■ EXCERPTED DATA:

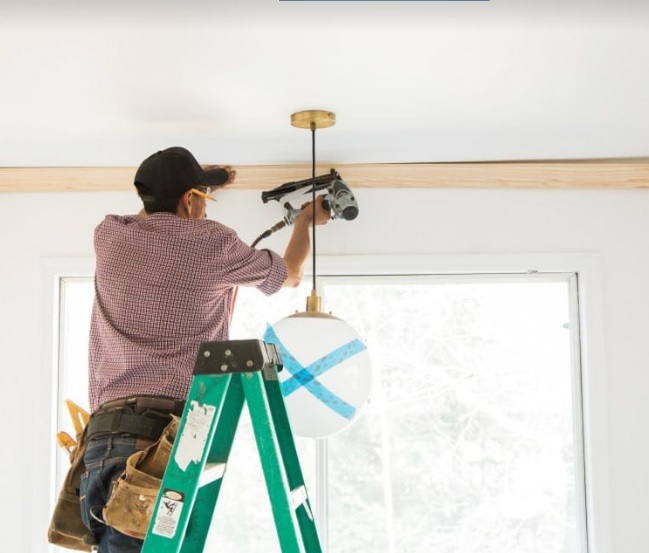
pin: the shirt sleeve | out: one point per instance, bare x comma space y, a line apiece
242, 265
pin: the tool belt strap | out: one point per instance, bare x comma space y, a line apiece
120, 422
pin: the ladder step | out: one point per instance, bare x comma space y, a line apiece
211, 472
227, 376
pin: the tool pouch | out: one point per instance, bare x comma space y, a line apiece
134, 494
66, 527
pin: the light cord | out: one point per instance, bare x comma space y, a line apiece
313, 127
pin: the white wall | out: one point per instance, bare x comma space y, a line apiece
612, 227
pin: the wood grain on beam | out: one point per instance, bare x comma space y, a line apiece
580, 174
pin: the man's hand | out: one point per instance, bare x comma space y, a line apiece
228, 168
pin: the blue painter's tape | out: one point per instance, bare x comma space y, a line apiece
306, 376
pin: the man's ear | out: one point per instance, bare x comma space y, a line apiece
185, 205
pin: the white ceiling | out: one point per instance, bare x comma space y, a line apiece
101, 85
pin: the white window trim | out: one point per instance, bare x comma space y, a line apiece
592, 351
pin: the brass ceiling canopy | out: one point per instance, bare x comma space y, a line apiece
313, 119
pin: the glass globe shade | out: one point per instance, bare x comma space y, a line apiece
326, 376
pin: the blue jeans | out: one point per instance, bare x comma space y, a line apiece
105, 461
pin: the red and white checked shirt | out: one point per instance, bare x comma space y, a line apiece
164, 285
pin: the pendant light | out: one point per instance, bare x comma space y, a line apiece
326, 379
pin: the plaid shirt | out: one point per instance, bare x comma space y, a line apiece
163, 285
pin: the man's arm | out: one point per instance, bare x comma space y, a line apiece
299, 246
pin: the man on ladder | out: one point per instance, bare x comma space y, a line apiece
164, 281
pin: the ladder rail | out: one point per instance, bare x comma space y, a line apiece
227, 375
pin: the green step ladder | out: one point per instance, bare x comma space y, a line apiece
227, 375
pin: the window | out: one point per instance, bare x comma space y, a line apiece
472, 440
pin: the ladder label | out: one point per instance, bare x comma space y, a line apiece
168, 515
194, 435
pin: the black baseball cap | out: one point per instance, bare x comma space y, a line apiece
168, 174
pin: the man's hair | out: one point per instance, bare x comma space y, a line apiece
166, 205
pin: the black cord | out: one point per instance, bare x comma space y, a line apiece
313, 195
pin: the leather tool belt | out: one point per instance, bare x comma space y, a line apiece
141, 416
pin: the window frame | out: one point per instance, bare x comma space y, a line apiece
589, 385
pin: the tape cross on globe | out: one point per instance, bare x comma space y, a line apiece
306, 376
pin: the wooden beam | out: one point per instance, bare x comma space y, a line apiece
577, 174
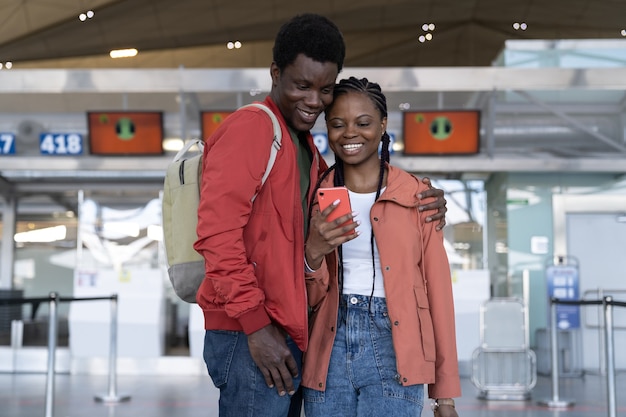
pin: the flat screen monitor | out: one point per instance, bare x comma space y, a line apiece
125, 133
441, 132
211, 120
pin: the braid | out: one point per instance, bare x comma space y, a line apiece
375, 94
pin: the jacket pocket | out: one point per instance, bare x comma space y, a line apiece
426, 324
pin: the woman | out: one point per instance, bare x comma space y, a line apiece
382, 316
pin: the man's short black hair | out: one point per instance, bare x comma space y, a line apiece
310, 34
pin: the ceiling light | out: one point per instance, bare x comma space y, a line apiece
48, 234
123, 53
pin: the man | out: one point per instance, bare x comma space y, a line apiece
253, 296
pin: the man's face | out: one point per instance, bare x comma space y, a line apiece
303, 90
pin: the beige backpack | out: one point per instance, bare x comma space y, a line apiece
181, 196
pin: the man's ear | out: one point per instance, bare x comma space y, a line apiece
274, 73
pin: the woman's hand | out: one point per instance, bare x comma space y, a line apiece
324, 236
439, 204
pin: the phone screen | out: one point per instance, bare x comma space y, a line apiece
326, 196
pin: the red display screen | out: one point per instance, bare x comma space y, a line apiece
441, 132
211, 120
125, 133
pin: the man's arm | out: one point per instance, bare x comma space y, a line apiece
439, 204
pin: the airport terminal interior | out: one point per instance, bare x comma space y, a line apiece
524, 102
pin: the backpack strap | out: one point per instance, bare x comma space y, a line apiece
276, 142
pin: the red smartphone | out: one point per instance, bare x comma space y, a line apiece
326, 196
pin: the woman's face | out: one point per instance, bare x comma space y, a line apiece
355, 127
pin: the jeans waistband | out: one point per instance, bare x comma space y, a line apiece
363, 301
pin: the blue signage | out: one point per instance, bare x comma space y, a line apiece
60, 144
563, 283
7, 143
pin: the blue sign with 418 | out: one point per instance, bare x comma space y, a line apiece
60, 144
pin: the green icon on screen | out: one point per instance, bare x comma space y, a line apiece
441, 128
125, 128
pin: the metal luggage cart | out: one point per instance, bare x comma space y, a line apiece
503, 366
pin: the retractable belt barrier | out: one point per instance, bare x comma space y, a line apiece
607, 303
53, 299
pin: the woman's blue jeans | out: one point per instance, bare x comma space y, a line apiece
243, 391
362, 376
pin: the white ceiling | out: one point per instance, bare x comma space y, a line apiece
194, 33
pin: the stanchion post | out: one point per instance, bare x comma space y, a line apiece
555, 401
112, 396
610, 354
52, 341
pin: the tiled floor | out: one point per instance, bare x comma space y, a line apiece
23, 395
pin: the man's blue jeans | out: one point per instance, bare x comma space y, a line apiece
362, 376
243, 391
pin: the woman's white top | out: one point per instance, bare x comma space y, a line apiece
357, 253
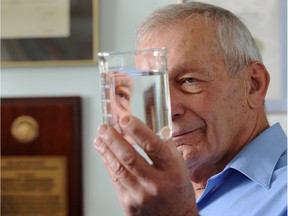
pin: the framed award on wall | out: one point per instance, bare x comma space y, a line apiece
41, 163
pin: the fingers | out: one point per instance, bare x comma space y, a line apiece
121, 159
160, 152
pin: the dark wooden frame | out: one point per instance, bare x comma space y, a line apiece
71, 148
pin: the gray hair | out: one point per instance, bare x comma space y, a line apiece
236, 43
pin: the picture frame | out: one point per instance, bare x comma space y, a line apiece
56, 34
268, 26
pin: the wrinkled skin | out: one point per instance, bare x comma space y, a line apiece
214, 116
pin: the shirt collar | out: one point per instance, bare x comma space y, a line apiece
258, 159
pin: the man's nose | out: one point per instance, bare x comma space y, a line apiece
177, 108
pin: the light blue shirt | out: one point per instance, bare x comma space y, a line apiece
254, 183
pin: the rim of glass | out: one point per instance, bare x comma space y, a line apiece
137, 52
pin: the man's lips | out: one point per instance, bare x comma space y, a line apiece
181, 137
180, 133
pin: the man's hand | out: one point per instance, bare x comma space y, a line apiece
162, 188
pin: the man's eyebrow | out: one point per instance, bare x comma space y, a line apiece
184, 69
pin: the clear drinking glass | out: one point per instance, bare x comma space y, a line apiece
136, 82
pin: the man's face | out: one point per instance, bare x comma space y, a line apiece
209, 107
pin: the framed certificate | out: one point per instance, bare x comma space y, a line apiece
48, 32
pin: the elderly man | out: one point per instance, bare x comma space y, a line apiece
234, 162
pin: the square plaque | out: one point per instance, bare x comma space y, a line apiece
41, 156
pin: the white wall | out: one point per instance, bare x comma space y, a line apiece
118, 21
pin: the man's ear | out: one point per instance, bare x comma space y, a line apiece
258, 81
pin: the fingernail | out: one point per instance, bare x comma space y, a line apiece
97, 142
125, 120
101, 130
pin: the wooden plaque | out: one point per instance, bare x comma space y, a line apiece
41, 156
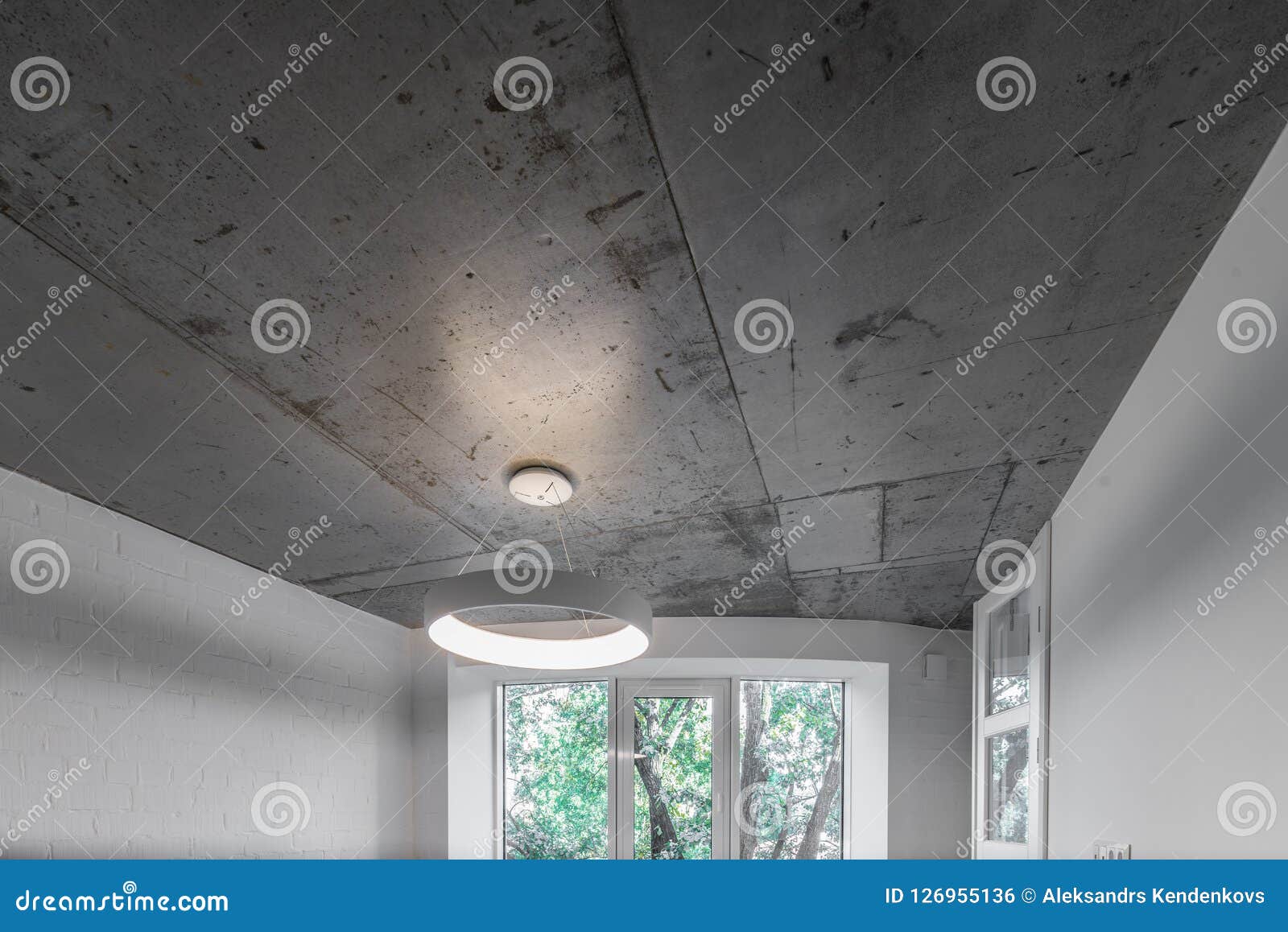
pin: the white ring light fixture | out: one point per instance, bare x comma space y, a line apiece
559, 590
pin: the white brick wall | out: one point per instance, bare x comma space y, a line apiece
180, 720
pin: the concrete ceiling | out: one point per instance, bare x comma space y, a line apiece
412, 215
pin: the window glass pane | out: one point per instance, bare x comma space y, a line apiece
1009, 654
557, 770
791, 773
673, 777
1009, 787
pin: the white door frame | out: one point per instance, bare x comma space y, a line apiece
629, 691
1034, 713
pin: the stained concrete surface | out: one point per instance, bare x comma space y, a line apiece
414, 218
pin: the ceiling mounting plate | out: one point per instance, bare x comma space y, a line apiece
540, 485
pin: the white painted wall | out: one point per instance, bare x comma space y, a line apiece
923, 806
180, 720
1156, 708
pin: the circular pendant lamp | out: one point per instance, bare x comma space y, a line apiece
573, 592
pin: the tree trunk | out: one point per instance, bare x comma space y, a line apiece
822, 803
663, 835
781, 842
753, 765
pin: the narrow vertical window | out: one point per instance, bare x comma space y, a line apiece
791, 770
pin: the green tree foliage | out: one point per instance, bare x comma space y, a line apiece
557, 770
673, 777
790, 770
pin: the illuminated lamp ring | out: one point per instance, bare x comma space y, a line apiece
567, 591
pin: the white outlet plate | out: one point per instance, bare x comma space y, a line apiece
1111, 852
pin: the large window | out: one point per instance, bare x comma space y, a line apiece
675, 770
555, 794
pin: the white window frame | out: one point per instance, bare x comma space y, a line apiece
865, 815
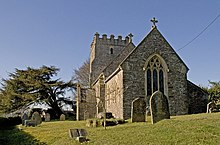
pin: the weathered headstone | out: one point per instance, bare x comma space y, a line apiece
37, 118
47, 117
30, 123
23, 118
159, 107
138, 110
62, 117
78, 134
210, 107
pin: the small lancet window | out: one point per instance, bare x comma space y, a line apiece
111, 50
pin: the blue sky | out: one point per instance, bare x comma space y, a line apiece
59, 32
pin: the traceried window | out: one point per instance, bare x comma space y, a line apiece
155, 76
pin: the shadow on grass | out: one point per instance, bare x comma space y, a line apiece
14, 136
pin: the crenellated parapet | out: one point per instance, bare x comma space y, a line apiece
111, 40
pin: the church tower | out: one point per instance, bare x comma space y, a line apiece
102, 51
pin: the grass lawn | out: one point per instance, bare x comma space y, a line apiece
186, 129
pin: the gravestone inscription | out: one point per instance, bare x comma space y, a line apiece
36, 118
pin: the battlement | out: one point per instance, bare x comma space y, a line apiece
104, 40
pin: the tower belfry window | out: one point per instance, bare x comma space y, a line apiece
111, 50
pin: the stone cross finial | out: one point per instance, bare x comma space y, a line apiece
130, 37
154, 21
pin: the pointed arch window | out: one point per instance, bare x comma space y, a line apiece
155, 76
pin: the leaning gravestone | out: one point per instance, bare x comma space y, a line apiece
23, 118
210, 106
62, 117
36, 118
159, 107
138, 110
47, 117
78, 134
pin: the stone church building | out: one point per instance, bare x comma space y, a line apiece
121, 72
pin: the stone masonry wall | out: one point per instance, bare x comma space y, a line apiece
134, 75
114, 95
198, 99
100, 54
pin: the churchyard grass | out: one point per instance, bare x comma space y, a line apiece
186, 129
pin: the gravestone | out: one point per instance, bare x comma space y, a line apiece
47, 117
23, 118
210, 107
138, 110
36, 118
159, 107
78, 134
62, 117
30, 123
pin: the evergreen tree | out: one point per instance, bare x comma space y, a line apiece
25, 86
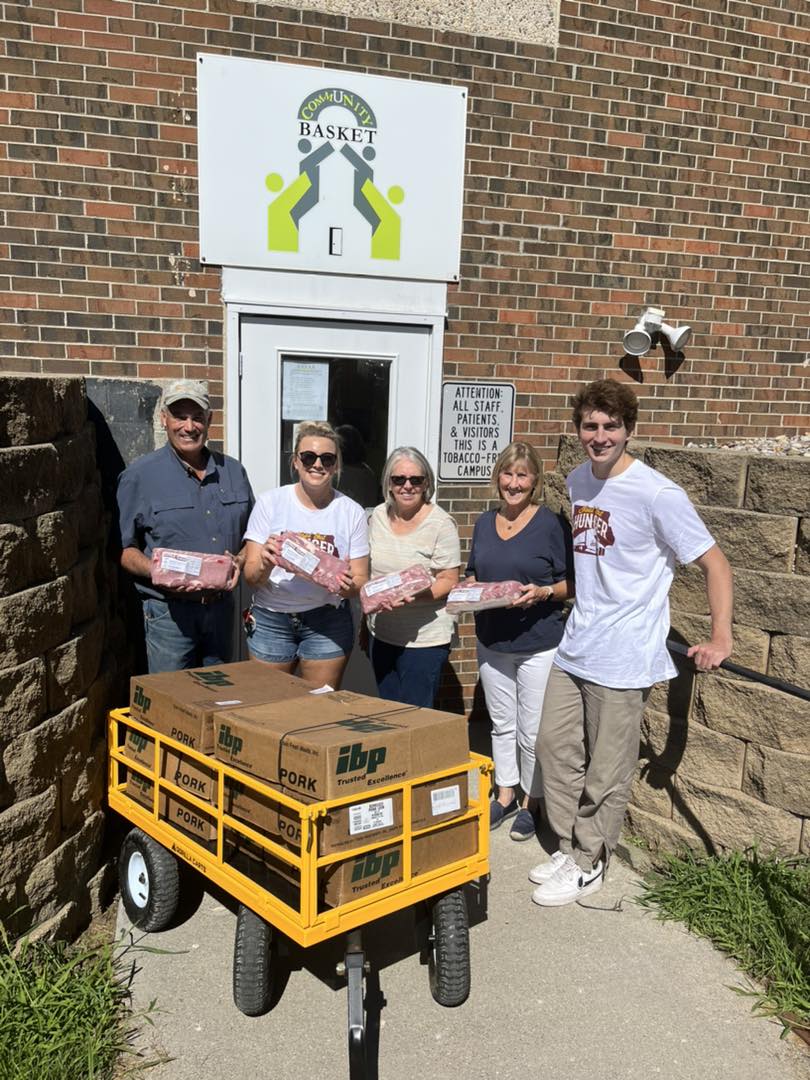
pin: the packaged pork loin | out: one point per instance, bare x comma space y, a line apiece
390, 588
301, 556
482, 595
172, 568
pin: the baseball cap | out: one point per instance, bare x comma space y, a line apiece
187, 390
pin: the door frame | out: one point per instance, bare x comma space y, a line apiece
232, 359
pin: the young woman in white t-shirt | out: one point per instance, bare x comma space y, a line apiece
410, 642
294, 621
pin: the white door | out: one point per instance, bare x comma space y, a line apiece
375, 377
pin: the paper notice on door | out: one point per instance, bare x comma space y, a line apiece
305, 390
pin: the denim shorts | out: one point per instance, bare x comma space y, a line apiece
323, 633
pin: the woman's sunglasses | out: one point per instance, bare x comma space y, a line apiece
402, 481
308, 458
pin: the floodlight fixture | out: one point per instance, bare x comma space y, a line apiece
644, 336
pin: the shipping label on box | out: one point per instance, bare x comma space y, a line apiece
439, 800
181, 704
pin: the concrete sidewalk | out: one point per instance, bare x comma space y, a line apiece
599, 989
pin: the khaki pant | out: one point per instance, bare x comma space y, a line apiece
588, 750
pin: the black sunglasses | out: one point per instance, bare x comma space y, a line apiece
308, 458
402, 481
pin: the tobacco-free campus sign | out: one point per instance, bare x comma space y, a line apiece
476, 424
308, 169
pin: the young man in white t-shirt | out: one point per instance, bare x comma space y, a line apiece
630, 525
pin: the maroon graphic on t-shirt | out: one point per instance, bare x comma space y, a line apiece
591, 530
323, 541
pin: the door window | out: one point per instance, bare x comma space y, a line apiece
352, 393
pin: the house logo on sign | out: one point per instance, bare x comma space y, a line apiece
316, 140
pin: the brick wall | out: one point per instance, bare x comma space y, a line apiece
658, 156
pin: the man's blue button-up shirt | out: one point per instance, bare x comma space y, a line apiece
161, 503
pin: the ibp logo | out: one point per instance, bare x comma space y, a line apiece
142, 700
138, 742
228, 741
353, 757
349, 122
374, 865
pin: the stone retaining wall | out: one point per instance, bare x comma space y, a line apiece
56, 674
726, 761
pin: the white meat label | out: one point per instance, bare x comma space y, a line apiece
366, 817
380, 584
445, 799
184, 564
462, 595
299, 556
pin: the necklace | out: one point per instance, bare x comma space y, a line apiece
510, 524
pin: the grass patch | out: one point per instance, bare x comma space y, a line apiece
65, 1011
754, 907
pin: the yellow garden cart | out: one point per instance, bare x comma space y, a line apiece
179, 801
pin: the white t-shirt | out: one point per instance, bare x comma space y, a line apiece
339, 529
434, 545
628, 531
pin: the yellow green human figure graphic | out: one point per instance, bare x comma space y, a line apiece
386, 237
285, 212
375, 207
291, 203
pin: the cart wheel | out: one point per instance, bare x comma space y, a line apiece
150, 881
252, 963
448, 963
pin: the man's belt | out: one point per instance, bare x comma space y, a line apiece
201, 597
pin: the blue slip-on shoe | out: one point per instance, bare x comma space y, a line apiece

■ PROBLEM DESCRIPTION: Only the lines from the one containing "pin: the grass patch" to the end of the listing belong in the output, each reproduced exactly.

■ SOLUTION TO THE EXERCISE:
pin: the grass patch | out: one point per instance, bare x comma space y, a line apiece
65, 1011
754, 907
pin: the yellow garden cart | out: one point per instance, bare x comma space y, a line apiece
179, 801
pin: the white t-shirt | out: one point per instance, bare x comma space y, a line apiece
339, 529
434, 545
628, 531
pin: the yellow green human figure graphic | out: one point per instance, bare x comma space y, a line apiece
386, 237
285, 212
375, 207
291, 203
pin: the cart wheel | out: one point per instance, bare x comma space y, a line apiece
150, 881
252, 963
448, 963
pin: the man's belt | out: one point per instance, bare x comma space y, a line apiece
201, 597
pin: the blue slip-on shoe | out: one point per instance, bare x comma space y, a line apiece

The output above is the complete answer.